Named object pointing records:
:::
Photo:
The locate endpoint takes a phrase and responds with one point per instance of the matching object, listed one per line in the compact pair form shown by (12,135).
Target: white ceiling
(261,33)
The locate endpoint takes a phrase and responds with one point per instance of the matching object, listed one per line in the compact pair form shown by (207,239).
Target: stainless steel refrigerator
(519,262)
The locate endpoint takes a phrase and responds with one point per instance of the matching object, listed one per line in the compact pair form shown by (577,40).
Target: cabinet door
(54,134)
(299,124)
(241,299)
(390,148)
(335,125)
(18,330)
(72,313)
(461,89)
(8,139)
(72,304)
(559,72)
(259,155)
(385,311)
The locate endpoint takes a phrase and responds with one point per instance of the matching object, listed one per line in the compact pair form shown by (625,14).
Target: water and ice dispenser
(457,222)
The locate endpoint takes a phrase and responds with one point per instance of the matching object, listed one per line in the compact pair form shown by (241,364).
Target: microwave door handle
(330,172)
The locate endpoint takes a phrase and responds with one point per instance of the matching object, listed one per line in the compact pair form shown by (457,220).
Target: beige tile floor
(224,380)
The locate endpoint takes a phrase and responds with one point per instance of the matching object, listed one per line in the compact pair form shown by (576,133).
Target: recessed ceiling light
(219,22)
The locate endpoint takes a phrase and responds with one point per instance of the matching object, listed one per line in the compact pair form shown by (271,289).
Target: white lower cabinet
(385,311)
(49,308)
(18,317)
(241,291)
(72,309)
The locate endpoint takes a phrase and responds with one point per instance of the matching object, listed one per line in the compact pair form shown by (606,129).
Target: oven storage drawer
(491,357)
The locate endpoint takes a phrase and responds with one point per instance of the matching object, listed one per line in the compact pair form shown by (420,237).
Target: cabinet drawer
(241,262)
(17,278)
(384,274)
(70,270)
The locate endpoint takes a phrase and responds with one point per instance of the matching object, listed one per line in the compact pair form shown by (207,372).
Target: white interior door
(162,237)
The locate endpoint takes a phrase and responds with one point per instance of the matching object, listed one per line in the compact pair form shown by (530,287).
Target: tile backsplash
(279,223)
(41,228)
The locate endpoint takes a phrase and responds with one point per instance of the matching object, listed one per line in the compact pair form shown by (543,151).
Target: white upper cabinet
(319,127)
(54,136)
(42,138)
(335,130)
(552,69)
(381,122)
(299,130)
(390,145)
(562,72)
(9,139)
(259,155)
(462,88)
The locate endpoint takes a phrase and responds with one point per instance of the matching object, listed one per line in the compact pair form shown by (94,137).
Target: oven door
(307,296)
:::
_Exercise details_: Repeat every line of the records above verbatim, in the same order.

_Exercise response_:
Photo:
The locate endpoint takes a phrase and responds with one point per instance of the matching object, listed one per line in the compact pair form shown by (12,135).
Target: white ceiling
(261,33)
The locate endpoint takes a phrase and responds with one point per instance of the matching object, listed one per line in the compact pair form shown by (207,239).
Target: stainless steel refrigerator
(519,262)
The locate endpoint takes a phrase and responds with one point per instance of the matching object, listed one per line in the compact pair form shown by (577,40).
Target: cabinet door
(54,134)
(299,124)
(241,299)
(390,148)
(335,125)
(18,330)
(72,313)
(461,89)
(8,139)
(72,304)
(559,72)
(259,155)
(385,311)
The locate endpoint takes a phrase and responds with one point per instance of the matching object, listed one per line in the compact pair form shown by (625,14).
Target: water and ice dispenser
(457,222)
The locate endpoint takes a phrase and responds with one point per instance of the matching object, listed one per line in the compact pair form shown by (241,364).
Target: microwave door handle
(330,172)
The locate endpoint takes a phrase and responds with one point per instance of the matching object, listed one per line in the compact pair form shown by (457,220).
Target: beige tile floor
(224,380)
The locate endpoint takes a phrase and responds with one point per instance of the matching object, listed one per line in the compact pair form shown by (576,133).
Target: recessed ceiling light
(219,22)
The locate endpoint takes a phrase and responds with one point per instance of the matching object, listed one per line in the compact pair form shown by (271,289).
Target: white lower cabinet
(385,311)
(49,308)
(18,317)
(241,291)
(72,309)
The locate endpoint takes a phrase and responds with one point per instance of the matching object, listed one per line in the compact pair form shown by (606,129).
Target: oven storage drawer
(491,357)
The locate endpoint takes a phrase and responds with one point per instance of the matching object, listed one per line in the compact pair form shown by (420,237).
Target: cabinet drawer
(241,262)
(17,278)
(384,274)
(70,270)
The locate endpoint takes a phrase and responds with one point per instance of the matching object, listed one per line in the compact pair form shown by (207,372).
Target: white interior door
(162,237)
The locate endpoint takes a phrase and responds with one point per instance of the matching object, listed one per line in the compact pair form shown by (530,287).
Target: tile backsplash
(279,223)
(41,228)
The locate endpoint takes a phrase and responds with one point per instance of the matching object, listed one per line in the compact pair form shown by (543,151).
Target: white upper cabinet
(319,127)
(54,136)
(42,138)
(335,130)
(552,69)
(381,122)
(299,130)
(390,145)
(562,72)
(9,139)
(259,155)
(462,88)
The locate endpoint takes a phrase and responds with one point per instance of the matching object, listed one per line in the compact pair form shown by (94,137).
Target: oven door
(307,296)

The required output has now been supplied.